Williams took her mother’s expectations as her own, as did her brothers. When money ran short and their electricity was turned off, she would gather her books and go into the hallway of their apartment building to do her homework under the fluorescent lights. It didn’t occur to her to ask her teacher or mother for a reprieve. She was valedictorian of her middle school and won a scholarship to Kent Place, an all-girls private school in upscale Summit, New Jersey, through a national program for students of color with leadership potential, A Better Chance. She excelled as a student and a dancer, even when the family became homeless again and she commuted by bus from a Newark shelter to attend classes with daughters of privilege. As holidays approached, her classmates talked of traveling overseas—“like something that happened every day: you got on a plane and went to Madrid. I was going to Six Flags.” It was the mid-1990s, and urban styles hadn’t made it to Summit, so when Williams arrived at Kent Place one day with braids and extensions, she recalled drawing a crowd. “It felt like a cultural barrier,” she remembered. “They said, ‘Your hair grew!’”
Halfway through her junior year, she was suffering from depression and transferred to West Side High School back home in Newark. There Williams met students she considered as bright as she was—students she was sure would have excelled, as she did, if given opportunities—and yet the school system appeared to treat them as if they weren’t worth the effort. While some of her own teachers were excellent, Williams felt that, overall, she had gone from a level of rigor that challenged her every day to no rigor at all—no advanced placement classes, no anatomy and physiology. “The mindset at West Side was ‘These kids can’t do AP. They’re nowhere near ready for it. They’re incapable,’” she said. Worse still, most of the students appeared to have the same expectations of themselves. “They mostly didn’t do homework until the period before it was due,” she said. By contrast, she and her group of friends were always studying. She’d sit in the cafeteria reading and taking notes while other kids talked. Inevitably, someone would ask why she was studying at lunchtime, why she carried a book bag full of books, why she carried books at all, she recalled. What made her normal at Kent Place—a drive for knowledge and excellence—made her an outlier among most kids back home.
In her senior year at West Side, Williams’s family became homeless again and wound up living in a family friend’s basement, in a single room lit by one lamp. She remembered sitting under it filling out her college applications, telling herself, “This is going to get me out of here.” She got into New York University, where she studied and graduated alongside the academic elite from around the country.
While there, she did a work-study program in the New York City public schools, tutoring struggling elementary school readers under the supervision of teachers she considered exceptional—experienced, nurturing, demanding of themselves and the children. She found herself imagining what her friends and classmates at West Side would have become with teachers like that all along the way.

Goal A: Return each row that contains the string "soccer", matching case exactly.
The rows that follow are unrelated to the passage about Williams.

Supplied material:

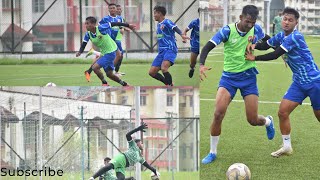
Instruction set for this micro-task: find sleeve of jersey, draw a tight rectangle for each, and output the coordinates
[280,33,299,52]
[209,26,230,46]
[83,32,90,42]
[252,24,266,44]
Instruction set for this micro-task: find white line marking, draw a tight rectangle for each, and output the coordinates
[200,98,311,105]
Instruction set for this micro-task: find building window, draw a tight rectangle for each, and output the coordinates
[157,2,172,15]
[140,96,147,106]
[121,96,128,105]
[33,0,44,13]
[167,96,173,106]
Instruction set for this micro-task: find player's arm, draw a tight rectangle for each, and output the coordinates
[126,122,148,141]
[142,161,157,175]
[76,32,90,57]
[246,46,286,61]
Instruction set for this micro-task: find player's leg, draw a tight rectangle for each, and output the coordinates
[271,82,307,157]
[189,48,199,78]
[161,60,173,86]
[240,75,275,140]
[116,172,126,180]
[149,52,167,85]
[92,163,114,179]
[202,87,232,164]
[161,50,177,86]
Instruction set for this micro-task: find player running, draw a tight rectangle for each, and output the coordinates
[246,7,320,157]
...
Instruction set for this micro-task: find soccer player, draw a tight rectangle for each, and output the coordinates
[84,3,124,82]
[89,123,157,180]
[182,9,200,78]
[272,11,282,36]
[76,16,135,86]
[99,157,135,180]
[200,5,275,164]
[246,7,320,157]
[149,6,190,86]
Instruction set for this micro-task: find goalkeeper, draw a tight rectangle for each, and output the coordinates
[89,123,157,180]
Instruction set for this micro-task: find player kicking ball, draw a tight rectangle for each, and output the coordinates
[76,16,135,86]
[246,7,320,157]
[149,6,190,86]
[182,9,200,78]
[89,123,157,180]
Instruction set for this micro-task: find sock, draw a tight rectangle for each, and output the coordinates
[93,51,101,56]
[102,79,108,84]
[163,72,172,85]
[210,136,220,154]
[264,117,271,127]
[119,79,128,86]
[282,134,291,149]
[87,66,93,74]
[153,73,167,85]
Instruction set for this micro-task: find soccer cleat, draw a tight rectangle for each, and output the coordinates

Goal B: Name every school or university mentioned by name in the passage about Williams.

Written solution A:
Instruction set for this micro-task: find soccer player, draw a tight rectangle for each, and output the coordinates
Instruction set for this micro-task: find soccer cleat, draw a tight rectangle for each, and output the coordinates

Written solution B:
Kent Place
West Side High School
New York University